◆ **Data entries**:
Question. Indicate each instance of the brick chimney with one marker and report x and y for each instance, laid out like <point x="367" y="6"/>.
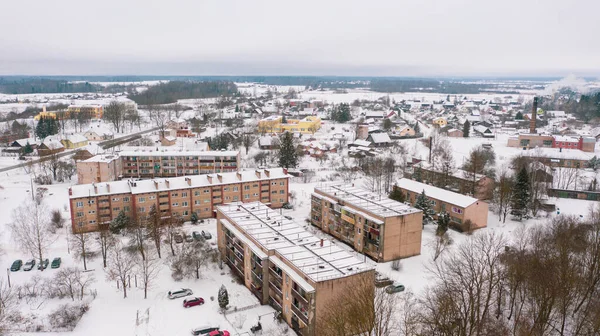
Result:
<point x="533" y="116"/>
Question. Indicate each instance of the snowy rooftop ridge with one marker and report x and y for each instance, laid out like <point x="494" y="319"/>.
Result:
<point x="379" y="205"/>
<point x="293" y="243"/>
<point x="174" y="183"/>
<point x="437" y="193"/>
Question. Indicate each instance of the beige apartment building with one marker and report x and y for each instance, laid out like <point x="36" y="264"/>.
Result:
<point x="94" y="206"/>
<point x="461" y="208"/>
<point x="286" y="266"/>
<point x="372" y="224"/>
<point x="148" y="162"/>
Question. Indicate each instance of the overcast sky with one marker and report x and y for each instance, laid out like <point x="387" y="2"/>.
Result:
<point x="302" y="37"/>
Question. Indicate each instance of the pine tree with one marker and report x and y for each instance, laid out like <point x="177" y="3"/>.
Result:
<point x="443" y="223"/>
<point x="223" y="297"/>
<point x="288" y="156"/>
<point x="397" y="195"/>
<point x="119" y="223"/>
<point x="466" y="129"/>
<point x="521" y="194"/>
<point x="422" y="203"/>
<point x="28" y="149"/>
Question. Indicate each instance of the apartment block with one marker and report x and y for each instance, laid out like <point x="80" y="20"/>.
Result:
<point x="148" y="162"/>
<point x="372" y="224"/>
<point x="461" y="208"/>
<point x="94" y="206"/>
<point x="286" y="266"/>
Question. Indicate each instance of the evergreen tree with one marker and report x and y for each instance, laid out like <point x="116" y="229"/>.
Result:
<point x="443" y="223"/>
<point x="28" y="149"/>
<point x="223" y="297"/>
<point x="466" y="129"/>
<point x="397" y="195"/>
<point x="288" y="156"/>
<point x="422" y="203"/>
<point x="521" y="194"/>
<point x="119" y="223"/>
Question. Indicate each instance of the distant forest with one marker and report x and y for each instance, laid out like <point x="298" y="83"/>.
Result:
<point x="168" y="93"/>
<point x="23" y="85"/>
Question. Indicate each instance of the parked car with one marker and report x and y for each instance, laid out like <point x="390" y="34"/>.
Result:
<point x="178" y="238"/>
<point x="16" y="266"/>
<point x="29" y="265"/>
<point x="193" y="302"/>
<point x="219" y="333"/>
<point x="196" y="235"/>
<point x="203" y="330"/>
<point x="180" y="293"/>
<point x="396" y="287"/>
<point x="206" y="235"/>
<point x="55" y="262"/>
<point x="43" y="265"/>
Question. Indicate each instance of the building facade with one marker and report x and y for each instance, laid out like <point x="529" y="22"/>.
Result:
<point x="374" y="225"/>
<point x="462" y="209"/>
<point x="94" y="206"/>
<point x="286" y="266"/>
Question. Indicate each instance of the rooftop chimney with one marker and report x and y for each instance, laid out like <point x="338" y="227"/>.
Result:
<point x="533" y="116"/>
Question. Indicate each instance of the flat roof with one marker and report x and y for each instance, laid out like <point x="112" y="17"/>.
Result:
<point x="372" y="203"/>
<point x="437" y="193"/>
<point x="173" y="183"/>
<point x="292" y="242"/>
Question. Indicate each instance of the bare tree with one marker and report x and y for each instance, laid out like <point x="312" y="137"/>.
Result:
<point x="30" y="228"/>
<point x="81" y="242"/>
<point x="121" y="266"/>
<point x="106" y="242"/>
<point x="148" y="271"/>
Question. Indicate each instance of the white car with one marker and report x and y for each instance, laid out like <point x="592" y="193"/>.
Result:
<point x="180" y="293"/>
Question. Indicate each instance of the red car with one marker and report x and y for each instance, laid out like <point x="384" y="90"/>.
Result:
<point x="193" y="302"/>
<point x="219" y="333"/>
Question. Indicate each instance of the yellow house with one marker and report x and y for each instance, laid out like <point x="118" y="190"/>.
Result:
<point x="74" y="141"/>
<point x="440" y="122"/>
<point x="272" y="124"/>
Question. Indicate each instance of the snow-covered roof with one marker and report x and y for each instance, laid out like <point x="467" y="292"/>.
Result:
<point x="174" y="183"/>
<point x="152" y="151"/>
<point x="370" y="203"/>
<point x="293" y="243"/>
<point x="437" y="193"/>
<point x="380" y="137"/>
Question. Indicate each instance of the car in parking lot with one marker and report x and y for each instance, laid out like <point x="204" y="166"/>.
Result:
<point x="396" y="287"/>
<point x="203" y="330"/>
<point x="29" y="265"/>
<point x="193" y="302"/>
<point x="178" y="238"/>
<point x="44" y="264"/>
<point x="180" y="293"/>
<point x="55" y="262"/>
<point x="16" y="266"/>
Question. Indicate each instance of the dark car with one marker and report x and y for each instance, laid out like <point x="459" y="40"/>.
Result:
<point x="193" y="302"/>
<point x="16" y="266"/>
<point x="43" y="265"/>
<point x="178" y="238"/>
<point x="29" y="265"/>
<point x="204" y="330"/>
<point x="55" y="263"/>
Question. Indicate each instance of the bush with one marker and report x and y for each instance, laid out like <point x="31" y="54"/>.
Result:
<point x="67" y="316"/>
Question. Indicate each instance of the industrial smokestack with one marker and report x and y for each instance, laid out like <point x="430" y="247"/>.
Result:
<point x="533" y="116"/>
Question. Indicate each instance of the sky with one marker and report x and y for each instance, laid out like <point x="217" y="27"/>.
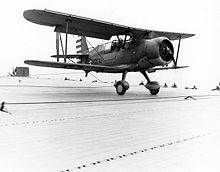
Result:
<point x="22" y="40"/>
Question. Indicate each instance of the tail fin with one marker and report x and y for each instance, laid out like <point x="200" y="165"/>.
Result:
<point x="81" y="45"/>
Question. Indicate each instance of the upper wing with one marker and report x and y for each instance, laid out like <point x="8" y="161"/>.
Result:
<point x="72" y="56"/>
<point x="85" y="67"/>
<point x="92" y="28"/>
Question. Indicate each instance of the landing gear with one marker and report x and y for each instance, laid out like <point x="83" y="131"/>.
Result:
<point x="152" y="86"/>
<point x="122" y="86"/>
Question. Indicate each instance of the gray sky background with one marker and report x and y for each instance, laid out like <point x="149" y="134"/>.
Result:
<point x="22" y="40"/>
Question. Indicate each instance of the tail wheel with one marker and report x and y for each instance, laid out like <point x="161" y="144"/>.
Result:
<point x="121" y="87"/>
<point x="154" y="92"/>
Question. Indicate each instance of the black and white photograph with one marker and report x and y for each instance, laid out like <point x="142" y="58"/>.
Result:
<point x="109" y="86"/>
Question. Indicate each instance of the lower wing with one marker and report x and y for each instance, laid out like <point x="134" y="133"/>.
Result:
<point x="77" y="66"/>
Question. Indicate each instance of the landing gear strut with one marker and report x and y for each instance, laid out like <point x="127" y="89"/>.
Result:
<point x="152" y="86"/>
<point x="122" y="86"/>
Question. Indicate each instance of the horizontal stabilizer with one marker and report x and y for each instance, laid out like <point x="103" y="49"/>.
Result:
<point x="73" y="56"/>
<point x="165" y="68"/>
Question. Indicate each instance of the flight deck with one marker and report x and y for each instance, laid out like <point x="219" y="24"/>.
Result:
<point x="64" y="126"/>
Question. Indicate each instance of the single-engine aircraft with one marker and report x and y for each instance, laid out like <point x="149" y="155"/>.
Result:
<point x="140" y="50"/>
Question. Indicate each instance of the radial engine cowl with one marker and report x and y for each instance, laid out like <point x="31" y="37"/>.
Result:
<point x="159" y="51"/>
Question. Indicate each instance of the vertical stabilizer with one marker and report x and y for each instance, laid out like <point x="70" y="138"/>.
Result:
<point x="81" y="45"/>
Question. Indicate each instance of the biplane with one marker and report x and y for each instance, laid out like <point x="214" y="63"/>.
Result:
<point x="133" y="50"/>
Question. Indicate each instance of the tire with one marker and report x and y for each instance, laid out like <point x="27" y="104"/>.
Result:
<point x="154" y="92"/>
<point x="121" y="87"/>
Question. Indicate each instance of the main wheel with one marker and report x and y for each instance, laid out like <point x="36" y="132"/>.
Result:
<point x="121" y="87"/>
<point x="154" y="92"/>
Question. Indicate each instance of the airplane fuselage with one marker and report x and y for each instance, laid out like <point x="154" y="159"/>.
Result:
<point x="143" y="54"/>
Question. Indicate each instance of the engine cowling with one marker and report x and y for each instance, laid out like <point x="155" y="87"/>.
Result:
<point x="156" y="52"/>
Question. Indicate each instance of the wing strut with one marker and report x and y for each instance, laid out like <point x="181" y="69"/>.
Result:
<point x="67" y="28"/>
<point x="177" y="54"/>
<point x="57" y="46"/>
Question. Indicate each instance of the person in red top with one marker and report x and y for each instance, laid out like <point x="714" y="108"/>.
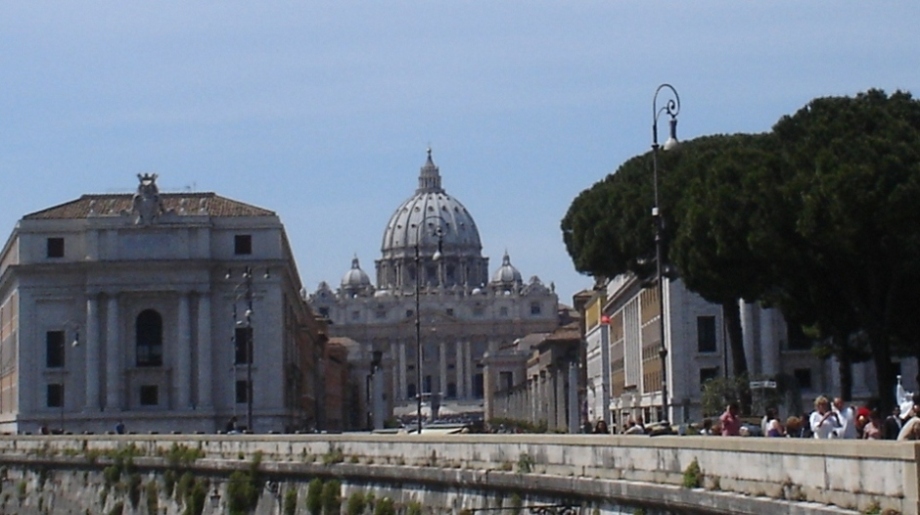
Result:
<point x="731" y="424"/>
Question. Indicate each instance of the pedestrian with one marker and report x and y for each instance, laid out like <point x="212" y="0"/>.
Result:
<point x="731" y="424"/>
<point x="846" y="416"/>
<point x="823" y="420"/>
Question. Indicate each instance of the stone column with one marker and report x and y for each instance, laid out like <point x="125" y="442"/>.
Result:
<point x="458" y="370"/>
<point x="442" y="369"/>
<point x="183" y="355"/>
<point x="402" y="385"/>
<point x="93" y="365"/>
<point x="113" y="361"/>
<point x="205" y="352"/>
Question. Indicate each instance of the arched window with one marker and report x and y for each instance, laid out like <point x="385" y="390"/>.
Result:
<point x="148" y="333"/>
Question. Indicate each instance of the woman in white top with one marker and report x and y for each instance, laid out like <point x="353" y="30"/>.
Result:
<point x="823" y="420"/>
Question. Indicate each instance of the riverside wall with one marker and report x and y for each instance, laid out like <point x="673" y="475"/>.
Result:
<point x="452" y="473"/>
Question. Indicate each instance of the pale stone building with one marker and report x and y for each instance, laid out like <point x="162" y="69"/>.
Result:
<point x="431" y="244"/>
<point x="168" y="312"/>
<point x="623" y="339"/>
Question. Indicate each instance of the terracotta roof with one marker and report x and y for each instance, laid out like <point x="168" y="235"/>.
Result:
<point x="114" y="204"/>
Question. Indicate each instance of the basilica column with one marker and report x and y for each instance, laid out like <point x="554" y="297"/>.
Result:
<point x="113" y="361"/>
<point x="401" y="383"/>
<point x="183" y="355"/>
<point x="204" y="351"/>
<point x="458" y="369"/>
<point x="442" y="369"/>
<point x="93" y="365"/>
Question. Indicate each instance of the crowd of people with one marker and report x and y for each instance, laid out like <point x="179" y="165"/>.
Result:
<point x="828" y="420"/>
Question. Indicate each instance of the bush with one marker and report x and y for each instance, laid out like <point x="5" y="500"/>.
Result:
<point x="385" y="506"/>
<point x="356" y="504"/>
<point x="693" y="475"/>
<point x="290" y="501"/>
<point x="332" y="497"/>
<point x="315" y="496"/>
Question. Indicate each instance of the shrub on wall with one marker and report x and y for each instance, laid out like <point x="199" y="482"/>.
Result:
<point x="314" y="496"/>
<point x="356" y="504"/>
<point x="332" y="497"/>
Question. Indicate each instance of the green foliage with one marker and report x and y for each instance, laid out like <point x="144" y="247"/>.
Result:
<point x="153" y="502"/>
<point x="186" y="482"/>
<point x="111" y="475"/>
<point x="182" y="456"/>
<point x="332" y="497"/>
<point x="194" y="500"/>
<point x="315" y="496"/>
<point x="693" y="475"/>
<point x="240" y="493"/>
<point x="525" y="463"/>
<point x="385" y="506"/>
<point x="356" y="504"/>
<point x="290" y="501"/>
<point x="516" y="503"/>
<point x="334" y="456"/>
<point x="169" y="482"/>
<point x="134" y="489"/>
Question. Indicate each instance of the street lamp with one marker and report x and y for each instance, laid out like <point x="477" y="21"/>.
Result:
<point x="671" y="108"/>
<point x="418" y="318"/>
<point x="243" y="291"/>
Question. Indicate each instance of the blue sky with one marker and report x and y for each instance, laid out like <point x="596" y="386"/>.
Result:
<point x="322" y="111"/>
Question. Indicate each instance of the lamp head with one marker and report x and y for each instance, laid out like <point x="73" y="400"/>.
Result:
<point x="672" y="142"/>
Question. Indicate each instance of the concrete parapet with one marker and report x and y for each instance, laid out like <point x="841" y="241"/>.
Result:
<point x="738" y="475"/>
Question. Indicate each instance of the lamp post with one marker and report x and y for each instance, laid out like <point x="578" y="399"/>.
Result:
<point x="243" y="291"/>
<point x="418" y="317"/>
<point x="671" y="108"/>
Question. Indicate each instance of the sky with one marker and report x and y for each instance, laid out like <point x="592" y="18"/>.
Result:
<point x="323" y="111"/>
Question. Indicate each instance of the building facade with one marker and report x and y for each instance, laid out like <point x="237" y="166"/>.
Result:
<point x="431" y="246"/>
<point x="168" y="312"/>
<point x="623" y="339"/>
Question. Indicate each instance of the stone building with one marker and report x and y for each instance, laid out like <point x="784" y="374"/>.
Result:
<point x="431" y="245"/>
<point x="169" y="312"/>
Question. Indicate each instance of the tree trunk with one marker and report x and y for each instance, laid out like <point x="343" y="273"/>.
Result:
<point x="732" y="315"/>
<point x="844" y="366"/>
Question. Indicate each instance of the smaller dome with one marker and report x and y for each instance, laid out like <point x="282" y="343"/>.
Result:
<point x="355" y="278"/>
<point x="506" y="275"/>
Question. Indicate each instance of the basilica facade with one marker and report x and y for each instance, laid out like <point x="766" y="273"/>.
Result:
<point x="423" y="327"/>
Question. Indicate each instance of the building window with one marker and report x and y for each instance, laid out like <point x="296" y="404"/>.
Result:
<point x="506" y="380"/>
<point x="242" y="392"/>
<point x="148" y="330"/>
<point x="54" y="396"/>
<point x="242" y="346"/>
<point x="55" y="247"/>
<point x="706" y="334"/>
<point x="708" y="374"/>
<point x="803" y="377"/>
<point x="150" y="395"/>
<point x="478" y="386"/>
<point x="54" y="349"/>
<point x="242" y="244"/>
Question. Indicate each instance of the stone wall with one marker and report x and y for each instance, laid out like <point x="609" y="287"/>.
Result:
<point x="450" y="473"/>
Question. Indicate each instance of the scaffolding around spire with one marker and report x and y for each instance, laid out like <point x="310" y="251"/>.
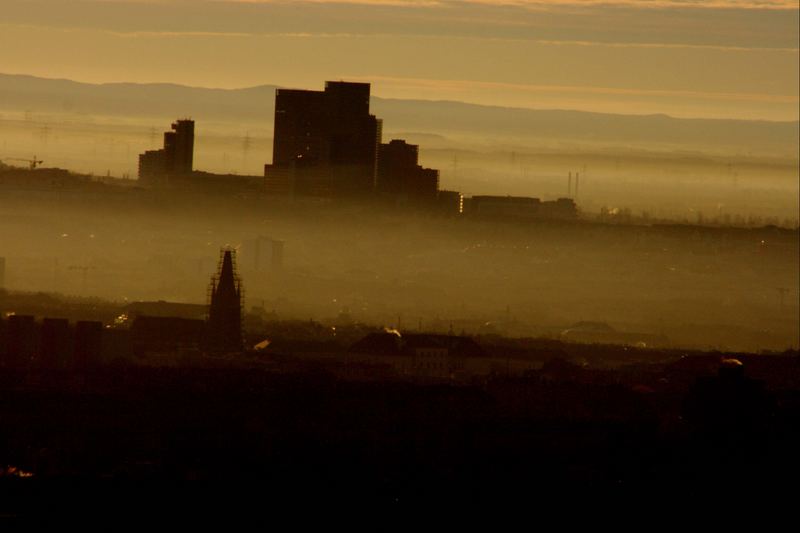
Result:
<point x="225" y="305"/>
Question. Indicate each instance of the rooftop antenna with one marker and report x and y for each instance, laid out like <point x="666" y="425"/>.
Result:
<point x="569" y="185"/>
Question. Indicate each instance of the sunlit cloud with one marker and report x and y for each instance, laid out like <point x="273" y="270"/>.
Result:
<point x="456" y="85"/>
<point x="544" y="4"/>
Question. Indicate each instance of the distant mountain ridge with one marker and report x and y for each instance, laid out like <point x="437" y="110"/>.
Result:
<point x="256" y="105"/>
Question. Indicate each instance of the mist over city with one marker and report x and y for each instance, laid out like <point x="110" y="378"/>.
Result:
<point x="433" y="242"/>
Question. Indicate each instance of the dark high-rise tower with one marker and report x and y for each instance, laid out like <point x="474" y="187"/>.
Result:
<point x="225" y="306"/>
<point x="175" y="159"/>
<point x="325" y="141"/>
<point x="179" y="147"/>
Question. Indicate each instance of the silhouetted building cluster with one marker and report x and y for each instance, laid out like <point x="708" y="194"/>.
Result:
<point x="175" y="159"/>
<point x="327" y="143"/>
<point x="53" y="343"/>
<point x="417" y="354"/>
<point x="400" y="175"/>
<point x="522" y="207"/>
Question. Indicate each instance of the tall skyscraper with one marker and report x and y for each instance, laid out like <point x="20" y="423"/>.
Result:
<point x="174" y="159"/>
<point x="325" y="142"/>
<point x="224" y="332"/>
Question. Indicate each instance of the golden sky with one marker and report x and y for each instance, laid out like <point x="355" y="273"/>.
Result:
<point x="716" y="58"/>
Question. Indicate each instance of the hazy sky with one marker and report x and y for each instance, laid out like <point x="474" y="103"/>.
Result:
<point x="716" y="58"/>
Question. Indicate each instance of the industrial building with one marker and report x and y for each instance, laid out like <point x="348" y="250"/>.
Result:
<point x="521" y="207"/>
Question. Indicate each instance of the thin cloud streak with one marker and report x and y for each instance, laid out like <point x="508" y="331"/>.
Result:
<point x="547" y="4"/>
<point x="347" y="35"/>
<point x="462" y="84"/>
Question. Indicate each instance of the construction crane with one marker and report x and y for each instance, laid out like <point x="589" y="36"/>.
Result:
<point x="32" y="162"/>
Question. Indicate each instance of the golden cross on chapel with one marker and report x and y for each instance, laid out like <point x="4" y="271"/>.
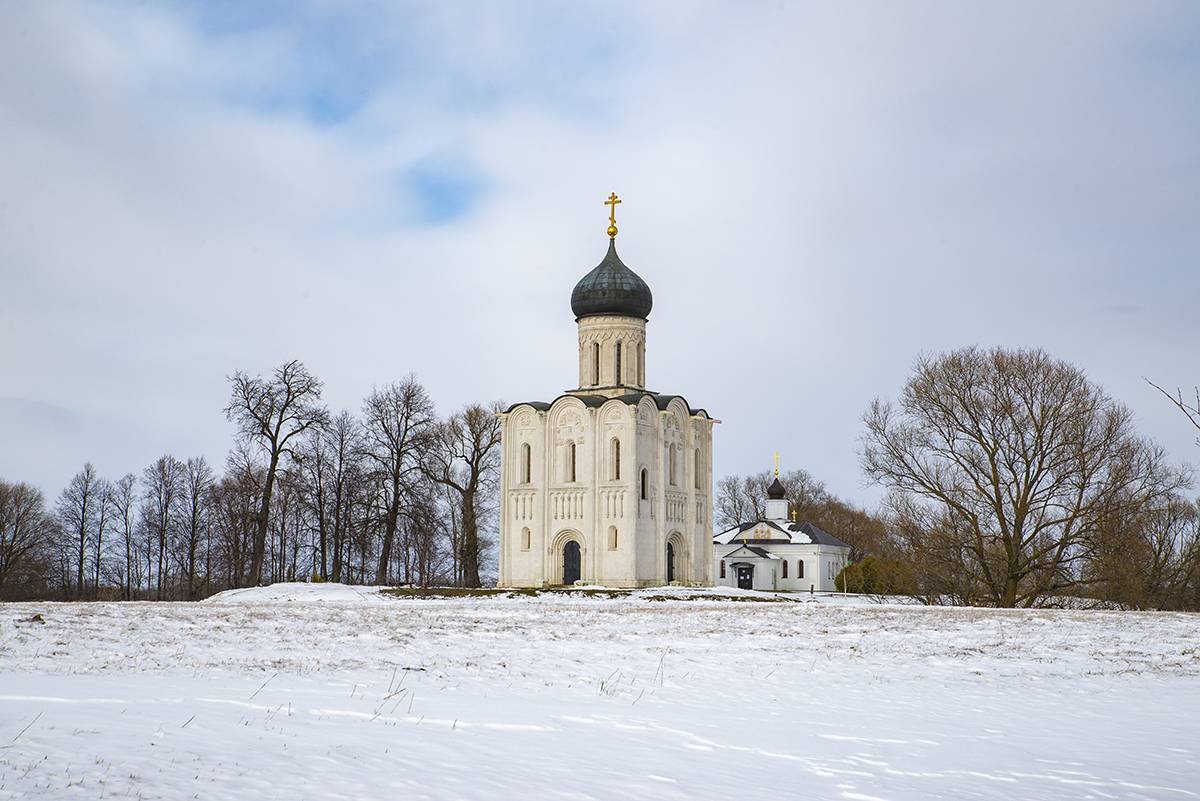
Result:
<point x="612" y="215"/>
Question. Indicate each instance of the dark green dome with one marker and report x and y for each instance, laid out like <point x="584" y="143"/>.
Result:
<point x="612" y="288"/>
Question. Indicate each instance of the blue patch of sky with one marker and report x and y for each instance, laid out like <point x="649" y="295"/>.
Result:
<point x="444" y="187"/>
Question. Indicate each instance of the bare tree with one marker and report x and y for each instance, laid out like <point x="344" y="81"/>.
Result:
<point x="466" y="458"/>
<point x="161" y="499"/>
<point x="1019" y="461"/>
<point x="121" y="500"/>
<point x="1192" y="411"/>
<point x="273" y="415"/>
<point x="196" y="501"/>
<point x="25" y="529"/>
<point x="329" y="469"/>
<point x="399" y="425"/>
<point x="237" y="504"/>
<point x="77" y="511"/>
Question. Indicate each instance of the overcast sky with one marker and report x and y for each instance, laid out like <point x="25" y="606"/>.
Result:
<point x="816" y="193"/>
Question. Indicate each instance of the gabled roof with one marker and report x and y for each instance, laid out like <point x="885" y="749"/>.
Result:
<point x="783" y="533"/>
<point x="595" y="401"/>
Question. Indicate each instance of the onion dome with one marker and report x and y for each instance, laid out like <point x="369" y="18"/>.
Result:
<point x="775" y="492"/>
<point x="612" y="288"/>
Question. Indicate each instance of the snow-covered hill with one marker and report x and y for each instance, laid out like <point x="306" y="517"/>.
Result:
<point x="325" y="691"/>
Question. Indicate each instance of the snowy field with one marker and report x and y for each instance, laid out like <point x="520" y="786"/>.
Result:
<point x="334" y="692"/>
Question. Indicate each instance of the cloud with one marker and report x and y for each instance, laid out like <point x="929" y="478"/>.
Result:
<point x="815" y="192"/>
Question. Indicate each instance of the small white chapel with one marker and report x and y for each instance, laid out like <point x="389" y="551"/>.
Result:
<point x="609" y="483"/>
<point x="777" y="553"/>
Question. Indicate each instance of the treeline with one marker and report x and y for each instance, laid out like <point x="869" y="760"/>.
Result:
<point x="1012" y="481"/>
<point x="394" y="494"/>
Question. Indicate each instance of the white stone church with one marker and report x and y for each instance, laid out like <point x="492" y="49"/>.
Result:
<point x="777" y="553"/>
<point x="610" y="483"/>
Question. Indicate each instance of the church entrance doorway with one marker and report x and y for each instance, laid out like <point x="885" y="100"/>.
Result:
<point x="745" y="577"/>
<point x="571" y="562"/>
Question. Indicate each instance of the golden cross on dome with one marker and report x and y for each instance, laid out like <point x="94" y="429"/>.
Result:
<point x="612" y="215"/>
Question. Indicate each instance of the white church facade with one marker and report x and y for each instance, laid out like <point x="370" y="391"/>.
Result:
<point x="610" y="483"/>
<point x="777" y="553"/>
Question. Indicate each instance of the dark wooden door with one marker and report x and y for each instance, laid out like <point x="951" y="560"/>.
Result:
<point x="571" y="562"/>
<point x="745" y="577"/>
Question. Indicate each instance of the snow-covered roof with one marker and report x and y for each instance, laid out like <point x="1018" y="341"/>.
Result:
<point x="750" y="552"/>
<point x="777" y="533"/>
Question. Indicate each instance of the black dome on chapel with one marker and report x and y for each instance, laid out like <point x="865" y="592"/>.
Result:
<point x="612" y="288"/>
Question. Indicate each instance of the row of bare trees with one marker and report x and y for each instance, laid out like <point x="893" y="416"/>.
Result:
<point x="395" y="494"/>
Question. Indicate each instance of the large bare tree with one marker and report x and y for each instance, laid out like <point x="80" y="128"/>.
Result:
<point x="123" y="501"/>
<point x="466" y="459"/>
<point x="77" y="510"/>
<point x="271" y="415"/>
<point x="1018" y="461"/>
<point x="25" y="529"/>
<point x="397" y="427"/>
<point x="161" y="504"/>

◆ **DIRECTIONS**: Where a line above includes "cross", copy that line.

◆ **ANSWER FOR THIS EXERCISE**:
Question. Indicate each instance of the golden cross on chapel with one marker and report x and y for each instance, laid out like <point x="4" y="271"/>.
Question. Indicate each instance of the golden cross on dome with one marker and report x and y for each instance, laid out like <point x="94" y="429"/>.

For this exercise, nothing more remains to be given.